Line by line, transcribe the data below exactly and pass over the images.

Referring expression pointing data
○ ○ ○ ○ ○ ○ ○
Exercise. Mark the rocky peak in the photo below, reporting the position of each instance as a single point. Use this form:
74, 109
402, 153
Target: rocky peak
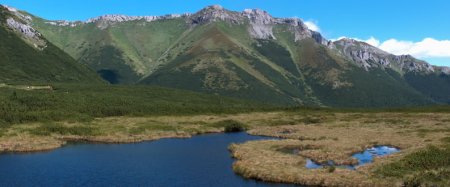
369, 57
410, 64
363, 54
258, 16
215, 13
21, 24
○ ○ ○ ○ ○ ○ ○
> YOUR SOLUTION
Exercise. Mark the rocky peak in the photo below, reporting the position of each instance as a single point. Use this form:
74, 109
402, 153
Target: rocky peak
369, 57
410, 64
363, 54
258, 16
215, 13
21, 24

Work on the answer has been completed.